== DATA SUPPLIED
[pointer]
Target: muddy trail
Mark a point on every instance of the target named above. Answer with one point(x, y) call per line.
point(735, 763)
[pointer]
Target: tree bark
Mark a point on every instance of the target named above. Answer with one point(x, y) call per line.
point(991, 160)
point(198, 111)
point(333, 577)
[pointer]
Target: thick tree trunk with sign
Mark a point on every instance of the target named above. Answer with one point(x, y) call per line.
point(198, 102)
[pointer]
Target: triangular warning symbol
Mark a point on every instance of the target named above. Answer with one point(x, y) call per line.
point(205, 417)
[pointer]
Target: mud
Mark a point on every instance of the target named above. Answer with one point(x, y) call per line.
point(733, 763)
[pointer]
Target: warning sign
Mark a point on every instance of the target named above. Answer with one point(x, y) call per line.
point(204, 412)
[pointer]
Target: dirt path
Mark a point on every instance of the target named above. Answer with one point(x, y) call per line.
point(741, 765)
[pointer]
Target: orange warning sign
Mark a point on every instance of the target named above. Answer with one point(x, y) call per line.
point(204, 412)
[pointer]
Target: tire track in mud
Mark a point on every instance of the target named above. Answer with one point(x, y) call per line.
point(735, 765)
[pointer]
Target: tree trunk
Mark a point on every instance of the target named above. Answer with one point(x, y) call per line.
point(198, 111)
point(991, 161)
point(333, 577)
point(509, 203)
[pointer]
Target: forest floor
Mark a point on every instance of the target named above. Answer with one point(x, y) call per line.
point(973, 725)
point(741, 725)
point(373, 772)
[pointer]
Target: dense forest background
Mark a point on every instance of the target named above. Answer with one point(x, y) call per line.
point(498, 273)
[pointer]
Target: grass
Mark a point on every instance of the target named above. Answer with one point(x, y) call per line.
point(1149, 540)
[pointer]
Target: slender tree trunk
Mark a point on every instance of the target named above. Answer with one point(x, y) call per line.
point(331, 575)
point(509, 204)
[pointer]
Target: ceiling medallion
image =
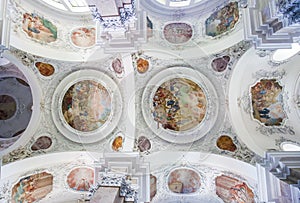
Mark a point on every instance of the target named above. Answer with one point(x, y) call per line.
point(87, 106)
point(120, 25)
point(178, 105)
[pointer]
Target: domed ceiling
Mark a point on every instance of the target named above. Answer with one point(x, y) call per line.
point(179, 86)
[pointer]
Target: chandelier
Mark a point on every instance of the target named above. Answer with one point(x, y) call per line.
point(4, 27)
point(120, 25)
point(272, 24)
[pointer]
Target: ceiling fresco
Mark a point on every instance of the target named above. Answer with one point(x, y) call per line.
point(86, 105)
point(39, 28)
point(191, 100)
point(174, 100)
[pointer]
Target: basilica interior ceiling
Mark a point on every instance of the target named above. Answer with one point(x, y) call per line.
point(183, 90)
====
# HOW TO COMPLETE THIS TASK
Across all lines of the data above, count those that contain the word "forest", giving the number without further comment.

# REPLY TO THE EXERCISE
2